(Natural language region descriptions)

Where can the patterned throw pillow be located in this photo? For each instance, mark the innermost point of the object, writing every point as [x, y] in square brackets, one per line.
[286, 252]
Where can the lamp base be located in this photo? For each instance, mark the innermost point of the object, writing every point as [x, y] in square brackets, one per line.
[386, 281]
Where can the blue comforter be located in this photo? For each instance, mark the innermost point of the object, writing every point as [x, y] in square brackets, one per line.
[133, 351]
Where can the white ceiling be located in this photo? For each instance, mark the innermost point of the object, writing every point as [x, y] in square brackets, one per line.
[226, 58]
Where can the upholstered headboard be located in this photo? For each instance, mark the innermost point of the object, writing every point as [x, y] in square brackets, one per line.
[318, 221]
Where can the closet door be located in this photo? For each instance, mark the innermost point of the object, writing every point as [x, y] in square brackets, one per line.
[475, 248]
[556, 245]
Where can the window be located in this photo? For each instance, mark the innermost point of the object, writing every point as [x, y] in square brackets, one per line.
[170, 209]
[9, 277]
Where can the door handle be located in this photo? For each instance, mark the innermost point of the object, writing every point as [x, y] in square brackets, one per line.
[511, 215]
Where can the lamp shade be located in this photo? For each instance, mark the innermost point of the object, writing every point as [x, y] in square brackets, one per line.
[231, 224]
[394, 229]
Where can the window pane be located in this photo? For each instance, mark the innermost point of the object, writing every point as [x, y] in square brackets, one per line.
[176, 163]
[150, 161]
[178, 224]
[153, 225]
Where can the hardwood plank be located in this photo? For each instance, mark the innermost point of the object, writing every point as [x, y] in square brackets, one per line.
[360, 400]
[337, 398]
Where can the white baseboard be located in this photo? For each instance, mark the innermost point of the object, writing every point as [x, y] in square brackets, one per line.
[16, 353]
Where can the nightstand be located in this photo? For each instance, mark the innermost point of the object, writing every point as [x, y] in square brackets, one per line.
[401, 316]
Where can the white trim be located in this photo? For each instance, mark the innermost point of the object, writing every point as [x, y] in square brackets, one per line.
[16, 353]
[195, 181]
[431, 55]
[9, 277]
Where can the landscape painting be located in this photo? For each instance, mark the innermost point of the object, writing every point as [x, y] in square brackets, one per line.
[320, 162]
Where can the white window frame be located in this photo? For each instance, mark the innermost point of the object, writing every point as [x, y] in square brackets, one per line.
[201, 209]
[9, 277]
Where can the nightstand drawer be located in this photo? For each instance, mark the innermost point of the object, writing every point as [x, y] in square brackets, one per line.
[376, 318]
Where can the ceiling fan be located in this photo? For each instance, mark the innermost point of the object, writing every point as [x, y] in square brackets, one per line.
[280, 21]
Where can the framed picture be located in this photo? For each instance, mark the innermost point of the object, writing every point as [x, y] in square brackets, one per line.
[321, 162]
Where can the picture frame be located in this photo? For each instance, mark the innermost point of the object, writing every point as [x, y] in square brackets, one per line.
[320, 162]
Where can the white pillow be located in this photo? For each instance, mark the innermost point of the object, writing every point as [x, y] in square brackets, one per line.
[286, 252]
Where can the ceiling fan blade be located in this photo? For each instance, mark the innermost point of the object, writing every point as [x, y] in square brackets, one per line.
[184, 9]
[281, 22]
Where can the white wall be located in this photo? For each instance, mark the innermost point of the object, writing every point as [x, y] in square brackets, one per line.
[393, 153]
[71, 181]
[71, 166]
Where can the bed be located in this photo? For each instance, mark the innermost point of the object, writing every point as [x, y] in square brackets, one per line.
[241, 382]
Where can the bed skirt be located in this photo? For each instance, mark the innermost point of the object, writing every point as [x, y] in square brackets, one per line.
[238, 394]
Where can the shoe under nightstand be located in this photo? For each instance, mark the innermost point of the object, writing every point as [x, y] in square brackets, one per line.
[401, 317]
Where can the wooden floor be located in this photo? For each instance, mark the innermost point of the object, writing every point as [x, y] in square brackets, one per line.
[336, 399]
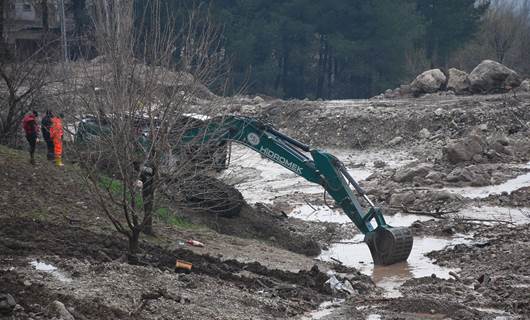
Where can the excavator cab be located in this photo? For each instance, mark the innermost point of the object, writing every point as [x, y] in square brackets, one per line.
[388, 245]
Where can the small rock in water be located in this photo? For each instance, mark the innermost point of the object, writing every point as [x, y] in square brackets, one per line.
[379, 164]
[59, 308]
[395, 141]
[7, 304]
[425, 133]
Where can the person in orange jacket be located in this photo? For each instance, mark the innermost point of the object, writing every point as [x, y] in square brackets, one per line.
[56, 134]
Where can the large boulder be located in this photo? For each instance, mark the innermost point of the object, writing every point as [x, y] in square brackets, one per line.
[428, 82]
[465, 149]
[491, 76]
[525, 86]
[409, 172]
[457, 81]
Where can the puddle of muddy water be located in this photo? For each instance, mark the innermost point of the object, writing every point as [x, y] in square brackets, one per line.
[356, 254]
[48, 268]
[483, 192]
[493, 215]
[326, 308]
[327, 214]
[261, 180]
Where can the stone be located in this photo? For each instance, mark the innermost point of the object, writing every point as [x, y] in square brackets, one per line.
[429, 81]
[60, 310]
[258, 99]
[460, 174]
[405, 89]
[435, 176]
[7, 304]
[490, 77]
[525, 86]
[457, 81]
[438, 112]
[425, 133]
[464, 150]
[409, 172]
[379, 164]
[395, 141]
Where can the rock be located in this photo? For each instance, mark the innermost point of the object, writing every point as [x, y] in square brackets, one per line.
[409, 172]
[395, 141]
[60, 310]
[457, 81]
[491, 76]
[425, 133]
[398, 199]
[460, 174]
[379, 164]
[464, 150]
[442, 195]
[435, 176]
[405, 89]
[525, 86]
[7, 304]
[429, 81]
[258, 99]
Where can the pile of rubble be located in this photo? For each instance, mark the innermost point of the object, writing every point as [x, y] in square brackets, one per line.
[488, 77]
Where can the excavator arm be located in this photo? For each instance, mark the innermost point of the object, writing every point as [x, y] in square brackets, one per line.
[387, 244]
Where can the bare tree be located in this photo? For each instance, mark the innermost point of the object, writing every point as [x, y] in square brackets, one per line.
[504, 36]
[21, 85]
[140, 95]
[503, 26]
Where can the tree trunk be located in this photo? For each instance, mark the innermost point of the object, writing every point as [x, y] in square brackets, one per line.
[134, 242]
[45, 17]
[321, 66]
[148, 196]
[3, 46]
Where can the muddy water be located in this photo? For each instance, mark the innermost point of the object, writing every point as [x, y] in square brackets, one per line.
[493, 215]
[261, 180]
[50, 269]
[483, 192]
[355, 253]
[327, 214]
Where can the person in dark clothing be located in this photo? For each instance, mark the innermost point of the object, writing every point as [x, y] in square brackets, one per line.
[46, 124]
[31, 128]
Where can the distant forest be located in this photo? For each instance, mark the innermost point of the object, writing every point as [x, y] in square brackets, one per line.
[354, 48]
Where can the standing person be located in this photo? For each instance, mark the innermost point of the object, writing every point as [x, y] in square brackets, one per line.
[56, 133]
[31, 128]
[46, 125]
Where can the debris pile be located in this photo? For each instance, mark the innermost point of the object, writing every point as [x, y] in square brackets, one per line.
[486, 78]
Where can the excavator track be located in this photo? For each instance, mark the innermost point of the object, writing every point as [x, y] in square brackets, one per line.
[389, 245]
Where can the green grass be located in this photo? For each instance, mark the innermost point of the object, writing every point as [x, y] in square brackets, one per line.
[168, 217]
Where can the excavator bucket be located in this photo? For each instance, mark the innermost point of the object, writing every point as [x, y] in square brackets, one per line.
[389, 245]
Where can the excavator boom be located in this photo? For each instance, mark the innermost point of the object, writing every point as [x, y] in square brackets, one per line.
[387, 244]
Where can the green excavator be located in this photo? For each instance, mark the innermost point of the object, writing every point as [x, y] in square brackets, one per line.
[388, 245]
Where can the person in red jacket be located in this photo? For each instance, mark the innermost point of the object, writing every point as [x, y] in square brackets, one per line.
[56, 134]
[31, 129]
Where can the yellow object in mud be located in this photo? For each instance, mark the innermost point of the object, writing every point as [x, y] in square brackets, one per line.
[181, 265]
[59, 162]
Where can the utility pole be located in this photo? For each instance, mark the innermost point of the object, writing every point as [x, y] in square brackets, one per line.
[63, 30]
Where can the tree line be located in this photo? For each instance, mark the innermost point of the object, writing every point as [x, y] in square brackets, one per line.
[342, 48]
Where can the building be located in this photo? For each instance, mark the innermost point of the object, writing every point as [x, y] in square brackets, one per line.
[24, 27]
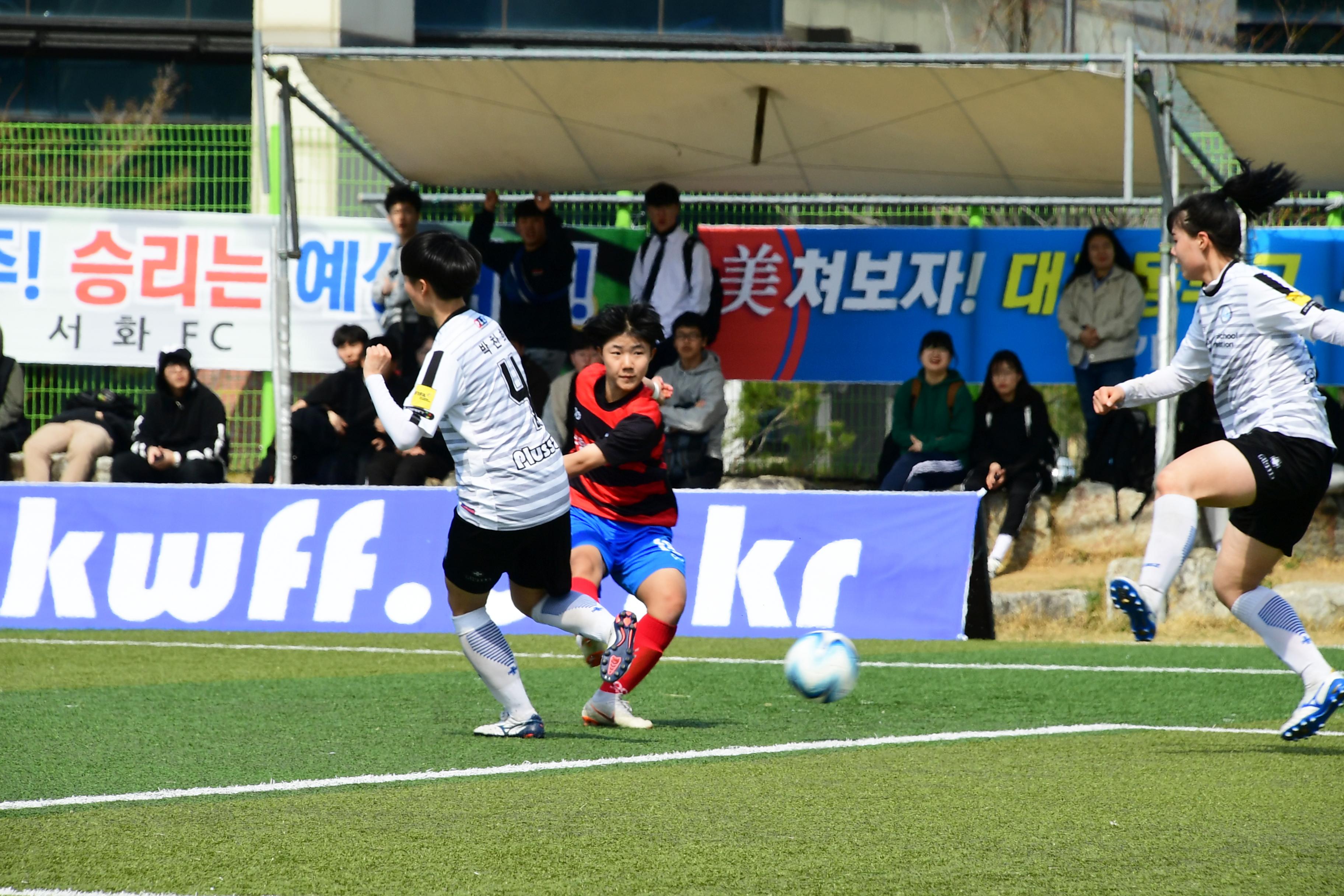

(Task) Write out again, exactly, each line from the one containing "Where can the tree line" through the last line of the entries, and omit every picture.

(Exercise response)
Where can the tree line be located in this photo? For each instance, mark the innermost point of the object, writing every point as [x, y] in square brackets, one per line.
[342, 48]
Where can the building be located in this photo? For each instance, mark the innermost point of the object, writing every point as [x, y] in square brackets, one per line.
[24, 27]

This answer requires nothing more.